■ **Your instructions**
Copy the lines below verbatim, beginning with the line that includes "the red accent" and continuing to the end; leave out everything before it.

[Named-object pointing records]
┄┄┄┄┄┄
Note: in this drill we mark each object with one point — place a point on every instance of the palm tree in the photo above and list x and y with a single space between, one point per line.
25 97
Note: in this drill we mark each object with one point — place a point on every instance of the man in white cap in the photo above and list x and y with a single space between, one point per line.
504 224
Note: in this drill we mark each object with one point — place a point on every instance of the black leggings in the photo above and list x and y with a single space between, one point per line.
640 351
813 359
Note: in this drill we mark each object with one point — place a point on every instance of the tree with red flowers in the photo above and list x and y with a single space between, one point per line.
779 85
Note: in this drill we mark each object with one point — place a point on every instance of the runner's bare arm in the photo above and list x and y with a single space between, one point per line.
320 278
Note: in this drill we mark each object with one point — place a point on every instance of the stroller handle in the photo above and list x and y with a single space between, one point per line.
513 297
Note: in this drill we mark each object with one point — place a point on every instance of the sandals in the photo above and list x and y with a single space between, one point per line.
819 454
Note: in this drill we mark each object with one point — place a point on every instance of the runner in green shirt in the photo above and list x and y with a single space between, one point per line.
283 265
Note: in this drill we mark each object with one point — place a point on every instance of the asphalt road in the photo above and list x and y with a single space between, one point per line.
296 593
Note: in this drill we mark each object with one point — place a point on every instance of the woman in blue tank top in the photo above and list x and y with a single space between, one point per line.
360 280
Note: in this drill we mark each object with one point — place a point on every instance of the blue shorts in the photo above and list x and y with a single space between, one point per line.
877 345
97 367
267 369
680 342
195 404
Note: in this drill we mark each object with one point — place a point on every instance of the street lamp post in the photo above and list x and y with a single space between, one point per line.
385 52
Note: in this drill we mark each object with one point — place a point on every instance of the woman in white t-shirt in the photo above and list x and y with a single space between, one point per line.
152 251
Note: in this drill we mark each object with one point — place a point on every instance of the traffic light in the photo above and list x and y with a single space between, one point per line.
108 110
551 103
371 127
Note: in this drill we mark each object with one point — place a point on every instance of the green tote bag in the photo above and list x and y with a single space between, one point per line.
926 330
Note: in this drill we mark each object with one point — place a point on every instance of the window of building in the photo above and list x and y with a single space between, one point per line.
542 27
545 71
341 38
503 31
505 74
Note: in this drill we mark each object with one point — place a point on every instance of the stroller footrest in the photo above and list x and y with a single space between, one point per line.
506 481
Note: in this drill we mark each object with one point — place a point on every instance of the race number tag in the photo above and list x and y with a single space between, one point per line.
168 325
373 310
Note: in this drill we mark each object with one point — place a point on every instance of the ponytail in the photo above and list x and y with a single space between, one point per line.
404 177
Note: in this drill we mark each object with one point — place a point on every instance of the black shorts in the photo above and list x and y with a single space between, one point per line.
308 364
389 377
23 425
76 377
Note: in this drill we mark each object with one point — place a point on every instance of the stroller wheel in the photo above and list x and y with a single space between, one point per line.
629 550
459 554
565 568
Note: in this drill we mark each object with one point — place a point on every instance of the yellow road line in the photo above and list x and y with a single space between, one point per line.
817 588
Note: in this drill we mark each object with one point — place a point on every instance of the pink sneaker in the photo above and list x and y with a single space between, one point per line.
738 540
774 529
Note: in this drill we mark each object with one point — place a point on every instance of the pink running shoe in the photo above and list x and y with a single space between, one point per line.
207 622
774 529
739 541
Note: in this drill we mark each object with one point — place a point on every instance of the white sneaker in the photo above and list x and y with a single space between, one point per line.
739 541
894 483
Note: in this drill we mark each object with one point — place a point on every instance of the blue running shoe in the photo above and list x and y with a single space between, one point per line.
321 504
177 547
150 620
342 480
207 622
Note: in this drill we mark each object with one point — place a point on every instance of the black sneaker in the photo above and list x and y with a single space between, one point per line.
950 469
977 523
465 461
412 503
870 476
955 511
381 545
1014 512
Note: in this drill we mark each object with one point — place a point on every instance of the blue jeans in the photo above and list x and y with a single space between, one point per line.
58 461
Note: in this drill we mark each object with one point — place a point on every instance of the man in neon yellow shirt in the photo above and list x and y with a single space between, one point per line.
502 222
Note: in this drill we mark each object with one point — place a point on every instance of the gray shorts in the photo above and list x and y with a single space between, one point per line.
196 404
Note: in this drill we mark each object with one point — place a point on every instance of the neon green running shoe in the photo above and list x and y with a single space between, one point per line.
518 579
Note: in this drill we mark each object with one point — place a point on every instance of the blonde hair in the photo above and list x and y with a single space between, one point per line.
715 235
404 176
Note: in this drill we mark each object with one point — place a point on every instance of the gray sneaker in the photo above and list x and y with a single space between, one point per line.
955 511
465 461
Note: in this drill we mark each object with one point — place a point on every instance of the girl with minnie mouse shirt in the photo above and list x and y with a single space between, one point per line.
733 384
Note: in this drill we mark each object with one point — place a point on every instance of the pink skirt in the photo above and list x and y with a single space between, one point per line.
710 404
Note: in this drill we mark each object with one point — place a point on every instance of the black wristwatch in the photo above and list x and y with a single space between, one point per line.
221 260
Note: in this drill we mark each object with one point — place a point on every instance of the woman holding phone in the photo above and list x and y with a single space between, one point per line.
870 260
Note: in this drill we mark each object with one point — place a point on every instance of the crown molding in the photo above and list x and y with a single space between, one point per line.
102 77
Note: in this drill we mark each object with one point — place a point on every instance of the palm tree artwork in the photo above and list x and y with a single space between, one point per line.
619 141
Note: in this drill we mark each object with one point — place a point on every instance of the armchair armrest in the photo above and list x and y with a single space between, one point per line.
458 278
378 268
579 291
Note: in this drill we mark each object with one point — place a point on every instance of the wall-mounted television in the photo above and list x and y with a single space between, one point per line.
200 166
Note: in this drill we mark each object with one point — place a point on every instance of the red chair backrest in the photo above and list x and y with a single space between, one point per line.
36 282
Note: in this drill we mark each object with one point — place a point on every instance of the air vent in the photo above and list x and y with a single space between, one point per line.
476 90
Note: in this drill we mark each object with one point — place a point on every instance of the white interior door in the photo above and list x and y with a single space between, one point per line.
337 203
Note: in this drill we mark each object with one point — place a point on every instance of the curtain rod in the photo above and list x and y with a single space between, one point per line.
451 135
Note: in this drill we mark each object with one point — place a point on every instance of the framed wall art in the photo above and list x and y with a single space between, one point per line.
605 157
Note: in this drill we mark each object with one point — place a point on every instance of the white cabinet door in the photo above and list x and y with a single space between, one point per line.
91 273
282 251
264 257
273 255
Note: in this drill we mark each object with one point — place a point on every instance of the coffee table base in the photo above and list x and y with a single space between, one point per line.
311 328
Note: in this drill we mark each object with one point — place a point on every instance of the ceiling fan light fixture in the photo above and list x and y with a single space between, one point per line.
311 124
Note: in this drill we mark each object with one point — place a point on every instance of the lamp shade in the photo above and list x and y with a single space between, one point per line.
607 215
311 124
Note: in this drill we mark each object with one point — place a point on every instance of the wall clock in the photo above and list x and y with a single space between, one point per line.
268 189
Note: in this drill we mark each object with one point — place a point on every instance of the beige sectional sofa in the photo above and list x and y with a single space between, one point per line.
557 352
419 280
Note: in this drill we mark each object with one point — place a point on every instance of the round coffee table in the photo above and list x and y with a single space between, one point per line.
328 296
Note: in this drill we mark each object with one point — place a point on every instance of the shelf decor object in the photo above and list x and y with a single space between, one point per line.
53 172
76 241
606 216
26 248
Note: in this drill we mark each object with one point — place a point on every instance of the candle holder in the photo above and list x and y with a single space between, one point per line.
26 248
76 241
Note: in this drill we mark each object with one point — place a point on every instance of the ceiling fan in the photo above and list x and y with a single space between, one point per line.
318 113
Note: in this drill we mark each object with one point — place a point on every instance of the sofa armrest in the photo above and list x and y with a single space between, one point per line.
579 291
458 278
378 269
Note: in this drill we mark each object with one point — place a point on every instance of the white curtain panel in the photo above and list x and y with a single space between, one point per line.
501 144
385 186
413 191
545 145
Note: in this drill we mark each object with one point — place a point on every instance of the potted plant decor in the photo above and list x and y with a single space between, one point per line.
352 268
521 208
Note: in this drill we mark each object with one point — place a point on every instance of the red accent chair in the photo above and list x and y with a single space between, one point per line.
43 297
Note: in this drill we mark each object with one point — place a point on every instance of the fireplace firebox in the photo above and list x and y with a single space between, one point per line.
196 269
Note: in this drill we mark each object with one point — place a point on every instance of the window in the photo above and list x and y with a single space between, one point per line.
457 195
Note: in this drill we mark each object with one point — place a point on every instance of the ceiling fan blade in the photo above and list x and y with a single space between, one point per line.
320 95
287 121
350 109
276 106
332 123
┄┄┄┄┄┄
■ **Response for this exercise**
Note: in this drill we mark each object with one point — place a point on every instance of the red accent chair in the photo above and list x and y with a single space between, one point per line.
43 297
Note: in this drill we mark each object with one point — place a point on every instance of the fireplace firebox in the photo above and list x and y with a single space between, one point per line.
196 269
Note: in this drill we mark each object with one point — place a point on every instance of the window in the photo above and list x and y with a single space between, one point per line.
457 195
Note: in this drill we mark each object with one point — place a point on every instance of the ceiling fan blade in the photo above and list x and y with a single space between, one point per line.
320 95
287 121
350 109
276 106
332 123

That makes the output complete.